----- Provided material
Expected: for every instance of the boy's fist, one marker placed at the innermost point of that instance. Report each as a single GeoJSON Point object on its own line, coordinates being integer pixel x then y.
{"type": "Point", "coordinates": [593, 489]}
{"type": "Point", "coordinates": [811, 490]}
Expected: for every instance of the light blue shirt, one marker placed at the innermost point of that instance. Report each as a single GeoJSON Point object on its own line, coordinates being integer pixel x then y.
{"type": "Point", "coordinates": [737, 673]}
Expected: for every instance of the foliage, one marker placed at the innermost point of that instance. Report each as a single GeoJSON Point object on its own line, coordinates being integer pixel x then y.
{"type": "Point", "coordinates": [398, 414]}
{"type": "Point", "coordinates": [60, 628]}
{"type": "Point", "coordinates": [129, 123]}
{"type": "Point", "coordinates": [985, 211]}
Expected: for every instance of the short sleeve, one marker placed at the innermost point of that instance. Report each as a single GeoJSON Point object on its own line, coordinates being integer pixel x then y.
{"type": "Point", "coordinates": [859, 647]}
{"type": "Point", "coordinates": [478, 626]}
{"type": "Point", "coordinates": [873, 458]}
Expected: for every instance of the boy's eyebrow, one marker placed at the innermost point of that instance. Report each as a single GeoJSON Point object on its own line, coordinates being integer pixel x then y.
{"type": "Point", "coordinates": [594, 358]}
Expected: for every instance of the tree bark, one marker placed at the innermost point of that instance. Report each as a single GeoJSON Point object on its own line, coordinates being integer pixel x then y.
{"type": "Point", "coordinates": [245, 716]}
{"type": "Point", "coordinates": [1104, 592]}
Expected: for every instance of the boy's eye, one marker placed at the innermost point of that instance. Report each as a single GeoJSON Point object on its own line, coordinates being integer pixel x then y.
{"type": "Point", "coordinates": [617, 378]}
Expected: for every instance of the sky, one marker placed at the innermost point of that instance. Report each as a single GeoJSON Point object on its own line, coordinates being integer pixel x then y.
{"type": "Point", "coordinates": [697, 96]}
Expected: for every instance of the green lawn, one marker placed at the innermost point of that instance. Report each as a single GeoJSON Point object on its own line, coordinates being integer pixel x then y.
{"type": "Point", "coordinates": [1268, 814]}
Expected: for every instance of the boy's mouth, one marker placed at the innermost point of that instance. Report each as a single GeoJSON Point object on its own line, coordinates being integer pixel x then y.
----------
Task description: Restate every record word for word.

Solved problem:
Expected: for every instance of the boy's fist, one marker placed at the innermost point of that instance. Report each as a single GeoJSON Point object on its own line, coordinates being integer pixel x then y.
{"type": "Point", "coordinates": [593, 489]}
{"type": "Point", "coordinates": [811, 490]}
Expected: for every instance of the light blue shirt, one marker placed at the innermost point of that instance. Report each as a single GeoJSON Point object on its own line, coordinates being integer pixel x then y.
{"type": "Point", "coordinates": [737, 673]}
Expected: for every instance of the foliage, one marker placed at the innermost point of that instance. Report each as a single GeoJSON Point object on its own line, coordinates being integer pixel x then y.
{"type": "Point", "coordinates": [398, 414]}
{"type": "Point", "coordinates": [60, 628]}
{"type": "Point", "coordinates": [129, 123]}
{"type": "Point", "coordinates": [985, 211]}
Expected: for every instance of the short sleeve, one marker placed at the innermost point of that instance. Report each as a single GeoJSON Point object on its own line, coordinates being integer pixel x then y.
{"type": "Point", "coordinates": [859, 647]}
{"type": "Point", "coordinates": [478, 626]}
{"type": "Point", "coordinates": [873, 458]}
Expected: for every instance of the boy's eyebrow, one marker placed at the innermost point of that instance. Report each as a single GeoJSON Point object on its own line, coordinates being integer pixel x then y.
{"type": "Point", "coordinates": [594, 358]}
Expected: for every instance of the tree bark, one marker placed at the innermost point of that instance. Report each as a single GeoJSON Point object on its own line, coordinates being integer pixel x then y.
{"type": "Point", "coordinates": [245, 716]}
{"type": "Point", "coordinates": [1104, 592]}
Expected: for every instance of the boy's eye, one marker placed at the innermost point of that instance. Report each as a single GeoJSON Point object on its own line, coordinates being integer pixel x then y.
{"type": "Point", "coordinates": [617, 378]}
Expected: for every instance of the sky, one marker placed at the innermost point of that instance. Report each as a single GeoJSON Point object on its own line, coordinates being integer pixel x then y.
{"type": "Point", "coordinates": [697, 96]}
Expected: for every instance of the green lawn, one marker placed at the innermost point of that instance. Report each as a single GeoJSON Point object on its own line, coordinates being integer pixel x then y.
{"type": "Point", "coordinates": [1268, 814]}
Expected: for every instance of the boy's mouth, one marker placed at the innermost point of that instance. Report each as a single GeoJSON Point object on its own line, coordinates being integer pixel x then y.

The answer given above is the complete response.